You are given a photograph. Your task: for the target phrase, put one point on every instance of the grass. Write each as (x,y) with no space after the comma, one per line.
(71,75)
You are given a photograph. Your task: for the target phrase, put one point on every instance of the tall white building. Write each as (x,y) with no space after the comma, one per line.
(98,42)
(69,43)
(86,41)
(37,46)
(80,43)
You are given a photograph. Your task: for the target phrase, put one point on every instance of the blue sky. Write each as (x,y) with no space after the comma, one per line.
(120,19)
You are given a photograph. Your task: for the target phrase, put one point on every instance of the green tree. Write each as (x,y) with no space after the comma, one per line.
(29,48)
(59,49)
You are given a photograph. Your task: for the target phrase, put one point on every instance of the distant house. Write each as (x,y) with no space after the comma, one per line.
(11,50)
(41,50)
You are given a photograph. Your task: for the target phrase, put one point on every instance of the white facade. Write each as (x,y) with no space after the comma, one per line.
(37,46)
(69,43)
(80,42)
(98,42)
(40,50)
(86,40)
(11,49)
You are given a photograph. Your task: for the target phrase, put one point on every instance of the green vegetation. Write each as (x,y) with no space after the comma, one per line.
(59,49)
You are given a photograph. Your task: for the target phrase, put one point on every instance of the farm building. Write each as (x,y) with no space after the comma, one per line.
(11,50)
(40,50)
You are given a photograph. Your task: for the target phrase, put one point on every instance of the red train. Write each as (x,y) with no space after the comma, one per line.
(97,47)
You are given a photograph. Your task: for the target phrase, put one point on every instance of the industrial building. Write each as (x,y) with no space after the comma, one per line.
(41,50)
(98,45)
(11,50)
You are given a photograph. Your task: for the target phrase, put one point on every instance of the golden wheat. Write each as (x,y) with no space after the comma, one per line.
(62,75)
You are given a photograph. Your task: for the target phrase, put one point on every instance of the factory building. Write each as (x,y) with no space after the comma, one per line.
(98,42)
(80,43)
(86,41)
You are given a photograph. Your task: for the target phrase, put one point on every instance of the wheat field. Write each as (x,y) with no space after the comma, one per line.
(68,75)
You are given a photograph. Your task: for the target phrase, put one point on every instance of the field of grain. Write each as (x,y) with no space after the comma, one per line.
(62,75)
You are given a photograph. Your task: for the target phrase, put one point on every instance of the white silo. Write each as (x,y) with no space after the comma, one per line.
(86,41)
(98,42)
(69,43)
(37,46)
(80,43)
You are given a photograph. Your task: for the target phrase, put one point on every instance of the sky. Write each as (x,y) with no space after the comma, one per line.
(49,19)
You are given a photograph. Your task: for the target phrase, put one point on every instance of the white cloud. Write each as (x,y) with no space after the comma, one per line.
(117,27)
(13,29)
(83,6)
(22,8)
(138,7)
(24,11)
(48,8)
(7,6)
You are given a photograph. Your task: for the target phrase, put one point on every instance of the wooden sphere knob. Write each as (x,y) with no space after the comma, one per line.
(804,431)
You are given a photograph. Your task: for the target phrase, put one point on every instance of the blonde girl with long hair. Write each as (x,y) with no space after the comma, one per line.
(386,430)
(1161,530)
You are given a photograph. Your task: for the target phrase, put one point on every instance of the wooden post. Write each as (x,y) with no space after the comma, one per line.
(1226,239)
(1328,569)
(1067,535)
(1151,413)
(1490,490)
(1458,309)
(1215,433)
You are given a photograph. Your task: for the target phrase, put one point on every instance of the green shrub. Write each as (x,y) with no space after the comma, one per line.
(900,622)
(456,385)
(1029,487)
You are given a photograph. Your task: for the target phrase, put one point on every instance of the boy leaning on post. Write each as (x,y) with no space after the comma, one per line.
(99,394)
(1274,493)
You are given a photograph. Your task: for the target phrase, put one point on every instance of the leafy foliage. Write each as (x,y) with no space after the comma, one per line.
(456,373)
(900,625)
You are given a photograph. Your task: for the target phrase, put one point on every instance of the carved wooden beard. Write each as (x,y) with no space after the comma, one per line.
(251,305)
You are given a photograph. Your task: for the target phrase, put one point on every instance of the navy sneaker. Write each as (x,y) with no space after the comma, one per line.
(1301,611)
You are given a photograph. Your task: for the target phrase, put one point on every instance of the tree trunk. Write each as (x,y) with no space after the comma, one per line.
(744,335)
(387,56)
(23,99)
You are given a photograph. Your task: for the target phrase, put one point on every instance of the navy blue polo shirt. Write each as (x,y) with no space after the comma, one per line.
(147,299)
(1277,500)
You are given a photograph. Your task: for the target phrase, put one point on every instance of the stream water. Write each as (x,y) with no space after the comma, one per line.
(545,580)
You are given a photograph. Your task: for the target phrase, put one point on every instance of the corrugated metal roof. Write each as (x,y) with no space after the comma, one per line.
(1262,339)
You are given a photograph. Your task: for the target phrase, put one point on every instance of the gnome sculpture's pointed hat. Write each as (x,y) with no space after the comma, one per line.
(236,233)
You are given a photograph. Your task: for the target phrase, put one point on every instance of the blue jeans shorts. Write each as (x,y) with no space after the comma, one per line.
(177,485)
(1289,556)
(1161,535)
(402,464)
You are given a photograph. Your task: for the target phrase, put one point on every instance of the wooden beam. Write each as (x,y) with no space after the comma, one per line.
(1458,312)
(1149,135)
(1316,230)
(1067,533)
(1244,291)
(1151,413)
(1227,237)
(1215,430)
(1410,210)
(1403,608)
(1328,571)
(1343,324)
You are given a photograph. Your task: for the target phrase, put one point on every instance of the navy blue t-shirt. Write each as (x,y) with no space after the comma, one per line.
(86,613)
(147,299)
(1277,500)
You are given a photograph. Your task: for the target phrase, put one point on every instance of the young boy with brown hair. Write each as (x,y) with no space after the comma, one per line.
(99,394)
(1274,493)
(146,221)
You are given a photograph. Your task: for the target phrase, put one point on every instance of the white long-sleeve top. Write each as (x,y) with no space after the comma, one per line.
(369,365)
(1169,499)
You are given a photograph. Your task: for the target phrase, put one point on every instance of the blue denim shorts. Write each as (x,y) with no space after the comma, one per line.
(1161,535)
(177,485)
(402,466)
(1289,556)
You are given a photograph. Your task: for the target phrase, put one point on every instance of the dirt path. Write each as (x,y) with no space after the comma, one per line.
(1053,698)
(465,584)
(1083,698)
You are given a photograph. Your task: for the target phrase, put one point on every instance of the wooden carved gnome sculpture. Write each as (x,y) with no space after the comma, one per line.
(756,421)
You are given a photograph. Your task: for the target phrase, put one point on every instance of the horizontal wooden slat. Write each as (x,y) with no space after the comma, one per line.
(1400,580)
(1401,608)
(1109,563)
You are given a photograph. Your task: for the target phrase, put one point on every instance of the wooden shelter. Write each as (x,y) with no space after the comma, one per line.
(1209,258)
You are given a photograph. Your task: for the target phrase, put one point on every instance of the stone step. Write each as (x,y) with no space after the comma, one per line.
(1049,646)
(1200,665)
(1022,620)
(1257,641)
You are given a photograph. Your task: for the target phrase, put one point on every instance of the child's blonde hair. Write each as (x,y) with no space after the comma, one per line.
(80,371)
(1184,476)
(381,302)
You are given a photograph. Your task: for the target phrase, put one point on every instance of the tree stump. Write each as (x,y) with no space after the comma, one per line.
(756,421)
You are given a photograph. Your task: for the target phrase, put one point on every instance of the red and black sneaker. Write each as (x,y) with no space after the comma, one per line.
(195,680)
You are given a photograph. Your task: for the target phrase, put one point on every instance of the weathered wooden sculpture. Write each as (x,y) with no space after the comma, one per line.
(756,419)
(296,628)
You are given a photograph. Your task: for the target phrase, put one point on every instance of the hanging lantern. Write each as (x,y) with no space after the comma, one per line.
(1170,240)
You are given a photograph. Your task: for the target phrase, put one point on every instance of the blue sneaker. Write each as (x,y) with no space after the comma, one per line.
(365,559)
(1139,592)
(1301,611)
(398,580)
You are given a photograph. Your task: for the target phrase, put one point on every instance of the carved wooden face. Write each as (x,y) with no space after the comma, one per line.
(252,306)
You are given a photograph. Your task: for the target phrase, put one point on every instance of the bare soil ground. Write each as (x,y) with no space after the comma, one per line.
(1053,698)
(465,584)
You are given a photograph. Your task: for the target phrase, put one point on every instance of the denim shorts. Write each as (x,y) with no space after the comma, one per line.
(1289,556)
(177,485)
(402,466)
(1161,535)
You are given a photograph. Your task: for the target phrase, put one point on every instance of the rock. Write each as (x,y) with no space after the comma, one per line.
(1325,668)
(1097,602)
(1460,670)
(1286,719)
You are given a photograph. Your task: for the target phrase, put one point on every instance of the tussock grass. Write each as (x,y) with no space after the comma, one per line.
###
Your task is to transcribe the line containing "of the hanging" and every line after it, through the last line of the data, exactly as written and with nothing more.

You are given a photograph. Your task: for the target phrase, put one point on every instance of the hanging lantern. Write each as (x,y) with no space after the comma, one per line.
(1170,240)
You are given a photograph. Your task: for the target phrase, put one point on every instance of the blue sneaker. Write each as (x,y) with no space after the comma, one per line.
(365,559)
(1139,592)
(1301,611)
(398,580)
You are given a photograph. Your task: for the target phrase, put one point on every instance of the carved wooden face. Write each as (x,y) with no space after the comma, one per line.
(252,306)
You are given a photograph. Your task: for the target phrase, put one point on every instance of the bare soil ground. Write each as (x,y) with no space after the comma, one per line.
(1053,698)
(465,584)
You are given a photograph. Your task: for the target phrase, put one point on every instance of the denim shorts. Write each as (x,y) with no space after the comma, one per line.
(1289,556)
(177,485)
(402,466)
(1161,535)
You are given a photograph. Your task: for the target phrase, put one point on every instance of the rock. Write each as (x,y) with no space after the comma, one per line.
(1325,668)
(1097,602)
(1460,670)
(1286,719)
You are given a photograph. Your task: for the target phrase, put one point on every instance of the tussock grass. Write each as (x,y) with no space after the comma, one per line.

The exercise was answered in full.